Lettre à mon cerveau
Bonsoir mon cerveau,
Comment vas-tu ce soir? Tu n’es pas trop fatigué?
Qu’est-ce que je pourrais faire pour que tu te reposes? Te faire moins gamberger, peut-être? moins imaginer des choses qui n’existent pas? Ou faire moins d’activités, de bénévolat, d’aides à droite à gauche, aux voisins, aux filles, à maman? Ou ne pas toujours vérifier derrière les autres qu’ils n’ont rien oublié, et si c’est le cas, les laisser avec leurs problèmes, et ne pas prendre la voiture pour leur apporter les clés, les papiers d’identité, que sais-je?

Exercice 1:
Résumez en deux phrases la lettre adressée au cerveau.
Exercice 2:
Poursuivez la lettre adressée au cerveau à partir de sa dernière phrase, en gardant le même ton.
Les données ci-après proviennent d'une autre source.

[Entrées de données recueillies]

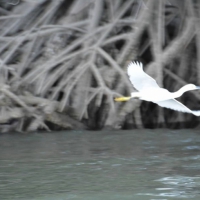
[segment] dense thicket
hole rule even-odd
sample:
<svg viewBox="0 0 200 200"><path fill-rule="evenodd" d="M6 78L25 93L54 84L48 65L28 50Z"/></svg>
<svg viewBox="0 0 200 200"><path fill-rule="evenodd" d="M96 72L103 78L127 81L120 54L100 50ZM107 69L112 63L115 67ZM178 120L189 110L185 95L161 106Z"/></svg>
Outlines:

Réponse 1:
La lettre demande au cerveau comment il va ce soir et s'il n'est pas trop fatigué. Elle envisage ensuite des moyens de le reposer : moins gamberger et moins imaginer, réduire les activités, le bénévolat et l'aide aux voisins, aux filles et à maman, ou cesser de vérifier derrière les autres et de leur apporter ce qu'ils ont oublié.

Réponse 2:
Oui je sais, je te sollicite beaucoup, et parfois tu me donnes des migraines pour te venger. Lorsque j’ai eu le cancer, tu m’as même fait des frayeurs à oublier des noms tout simples comme poireau, armoire. Je me suis dit, ça y est, j’ai Alzheimer. A moins de 60 ans, c’est pas malin, et il ne me manquait plus que ça. Mon oncologue m’a rassurée en me disant que c’était les effets des remèdes de cheval de la chimio administrée et que ça allait passer. En même temps, tu as dû avoir peur, tu ne savais pas ce qu’il adviendrait de toi, tu as peut-être même pensé que tu allais être la prochaine victime, après mon sein. Heureusement, tu es là, toujours là avec moi, avec quelques neurones en moins, mais je ne t’en veux pas, ni toi ni moi n’avons plus 15 ans, n’est-ce pas?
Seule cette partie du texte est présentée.